> _What you will do_
Your answer should consist of each line below that includes the word "frame".

> _Records for the task_

*** Block opens ***

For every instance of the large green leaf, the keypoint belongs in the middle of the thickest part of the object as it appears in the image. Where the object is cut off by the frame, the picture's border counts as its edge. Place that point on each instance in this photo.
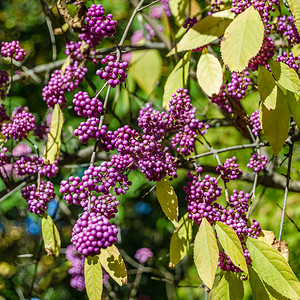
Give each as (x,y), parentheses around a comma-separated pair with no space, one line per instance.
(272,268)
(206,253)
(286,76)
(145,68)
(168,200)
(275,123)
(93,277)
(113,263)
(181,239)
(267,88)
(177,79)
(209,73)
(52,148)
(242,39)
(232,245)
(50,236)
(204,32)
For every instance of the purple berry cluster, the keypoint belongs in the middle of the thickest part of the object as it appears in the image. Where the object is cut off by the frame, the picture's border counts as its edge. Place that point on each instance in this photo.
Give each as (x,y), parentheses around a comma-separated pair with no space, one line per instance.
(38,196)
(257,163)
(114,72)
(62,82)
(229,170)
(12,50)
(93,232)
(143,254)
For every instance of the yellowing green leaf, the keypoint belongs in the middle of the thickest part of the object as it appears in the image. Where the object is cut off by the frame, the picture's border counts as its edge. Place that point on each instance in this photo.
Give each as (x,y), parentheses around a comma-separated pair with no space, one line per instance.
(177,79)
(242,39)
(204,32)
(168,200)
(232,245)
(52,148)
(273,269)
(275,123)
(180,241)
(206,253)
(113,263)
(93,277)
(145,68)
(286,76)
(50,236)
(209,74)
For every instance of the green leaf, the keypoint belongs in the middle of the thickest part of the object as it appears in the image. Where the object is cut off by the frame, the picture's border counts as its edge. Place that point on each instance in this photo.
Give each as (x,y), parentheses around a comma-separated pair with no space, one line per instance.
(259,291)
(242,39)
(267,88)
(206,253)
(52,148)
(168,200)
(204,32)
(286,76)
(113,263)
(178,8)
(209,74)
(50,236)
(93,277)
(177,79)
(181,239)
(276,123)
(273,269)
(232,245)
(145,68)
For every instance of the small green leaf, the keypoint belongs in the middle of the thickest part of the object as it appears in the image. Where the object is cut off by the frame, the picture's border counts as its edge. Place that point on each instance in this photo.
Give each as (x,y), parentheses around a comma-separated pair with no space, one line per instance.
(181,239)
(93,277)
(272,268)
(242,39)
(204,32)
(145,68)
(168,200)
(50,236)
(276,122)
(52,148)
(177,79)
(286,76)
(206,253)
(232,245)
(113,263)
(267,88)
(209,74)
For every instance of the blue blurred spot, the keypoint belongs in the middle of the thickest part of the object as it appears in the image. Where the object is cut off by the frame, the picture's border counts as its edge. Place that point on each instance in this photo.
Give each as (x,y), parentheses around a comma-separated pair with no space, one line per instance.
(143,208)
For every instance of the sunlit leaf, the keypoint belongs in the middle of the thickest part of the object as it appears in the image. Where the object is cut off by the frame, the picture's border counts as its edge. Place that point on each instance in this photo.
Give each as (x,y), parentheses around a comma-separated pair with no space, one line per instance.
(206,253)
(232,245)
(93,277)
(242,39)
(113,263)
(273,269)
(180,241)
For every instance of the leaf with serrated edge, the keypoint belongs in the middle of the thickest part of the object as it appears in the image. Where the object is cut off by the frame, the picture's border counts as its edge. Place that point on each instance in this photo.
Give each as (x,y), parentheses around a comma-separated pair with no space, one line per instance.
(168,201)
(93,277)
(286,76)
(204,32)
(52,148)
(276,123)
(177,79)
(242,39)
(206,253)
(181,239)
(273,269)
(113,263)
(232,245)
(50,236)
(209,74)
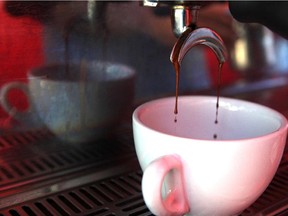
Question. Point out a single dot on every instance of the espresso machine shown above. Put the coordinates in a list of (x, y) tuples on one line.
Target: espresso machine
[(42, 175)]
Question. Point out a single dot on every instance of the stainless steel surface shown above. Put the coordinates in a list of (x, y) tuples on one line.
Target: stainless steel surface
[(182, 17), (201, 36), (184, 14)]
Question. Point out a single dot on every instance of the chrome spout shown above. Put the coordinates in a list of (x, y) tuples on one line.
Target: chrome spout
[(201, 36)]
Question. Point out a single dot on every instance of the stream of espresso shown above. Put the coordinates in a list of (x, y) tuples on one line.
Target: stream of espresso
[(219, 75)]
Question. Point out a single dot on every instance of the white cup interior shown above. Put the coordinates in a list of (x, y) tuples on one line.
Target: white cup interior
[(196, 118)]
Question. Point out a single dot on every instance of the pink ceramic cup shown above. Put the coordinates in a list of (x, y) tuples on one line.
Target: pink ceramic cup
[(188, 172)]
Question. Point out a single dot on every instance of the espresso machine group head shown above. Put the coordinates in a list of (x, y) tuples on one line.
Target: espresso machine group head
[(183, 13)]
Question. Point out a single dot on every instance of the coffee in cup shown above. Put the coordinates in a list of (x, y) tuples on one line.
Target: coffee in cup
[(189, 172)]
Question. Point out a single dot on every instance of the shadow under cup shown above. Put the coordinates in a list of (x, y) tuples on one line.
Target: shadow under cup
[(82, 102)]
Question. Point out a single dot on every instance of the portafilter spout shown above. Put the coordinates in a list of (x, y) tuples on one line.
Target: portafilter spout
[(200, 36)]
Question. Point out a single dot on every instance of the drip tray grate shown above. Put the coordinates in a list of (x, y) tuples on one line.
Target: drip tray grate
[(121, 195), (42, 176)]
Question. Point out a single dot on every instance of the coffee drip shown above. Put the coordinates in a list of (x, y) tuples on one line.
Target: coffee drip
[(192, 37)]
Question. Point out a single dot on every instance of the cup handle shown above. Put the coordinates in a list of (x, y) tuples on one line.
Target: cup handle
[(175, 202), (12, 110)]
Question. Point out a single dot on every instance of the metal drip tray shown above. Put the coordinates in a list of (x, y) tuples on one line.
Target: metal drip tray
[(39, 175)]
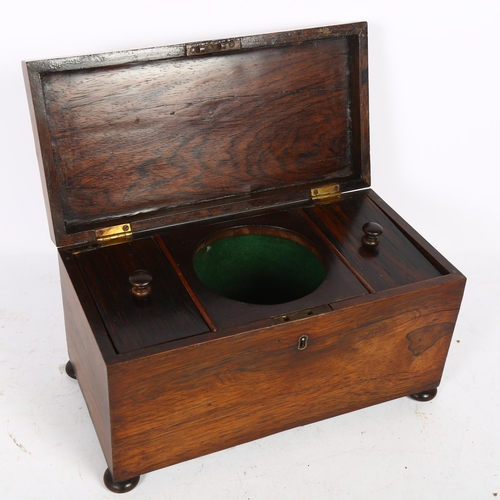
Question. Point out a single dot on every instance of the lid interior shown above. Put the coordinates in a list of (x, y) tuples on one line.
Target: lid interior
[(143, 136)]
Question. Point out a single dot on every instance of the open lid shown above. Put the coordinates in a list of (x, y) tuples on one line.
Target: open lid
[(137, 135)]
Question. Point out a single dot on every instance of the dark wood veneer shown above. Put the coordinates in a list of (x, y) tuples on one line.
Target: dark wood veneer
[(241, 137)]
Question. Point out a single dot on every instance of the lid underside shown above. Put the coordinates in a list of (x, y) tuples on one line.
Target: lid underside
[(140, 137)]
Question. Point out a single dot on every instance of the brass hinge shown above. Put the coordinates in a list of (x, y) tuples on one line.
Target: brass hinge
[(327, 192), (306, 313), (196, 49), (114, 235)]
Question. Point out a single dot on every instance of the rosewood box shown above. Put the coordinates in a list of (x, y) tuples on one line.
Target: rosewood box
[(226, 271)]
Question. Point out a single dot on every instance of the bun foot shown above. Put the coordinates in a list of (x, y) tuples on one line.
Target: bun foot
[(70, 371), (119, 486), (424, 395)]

*** Block closes ***

> _Final answer_
For every instance of the large green leaf, the keypoint belongs in the middle of the thickest part of the object as it appears in the image. Where the object is cut off by the frame, the picture's border counts as its edge. Place that point on each instance in this photo.
For every instance of the purple berry cluster, the keypoint belongs in the middle of the thickest part of the object as it appears in the image. Where the object is cut off by the frame, the picture's border counts as its edge. Place that point on each instance in this photo.
For every instance of the yellowing green leaf, the keypoint belongs in the middle of the thickest part of the object as it appears in the image. Where the object is cut off by the frame, the picture's border counts as its edge. Place that point on each instance in this photo.
For every instance of the green leaf, the keypoint belongs in the middle of the thickest part of the object as it appears in the image. Where the object is cut off by the frame, the picture's border counts as its edge. Place that point on each instance in this photo.
For every instance of the small green leaf, the keypoint belongs in the middle of the thickest part of the object as it appears in the image. Where the object is cut off by the frame, the picture's border counts as its edge. Place that point on each instance in this photo.
For every instance of the blue blurred spot, the keypoint belongs in the middle of the thickest part of the object as it appears in the image. Where the object is cut off by the frame, the picture's border counts as its edge. Place that point on each instance in this photo.
For every instance of the sunlit leaf, the keypoint belongs in the middle of the thickest part of the object as it appears in the image. Where the object is cut off by the frame, the picture's border counts as its edge. Place that point on each instance in this photo.
For every instance of the leaf with serrated edge, the keypoint belongs in the middle of the thickest part of the object as it appears in the image. Where the object is cut off by the frame, the picture's border counts as its edge. Place that point on each instance in this photo.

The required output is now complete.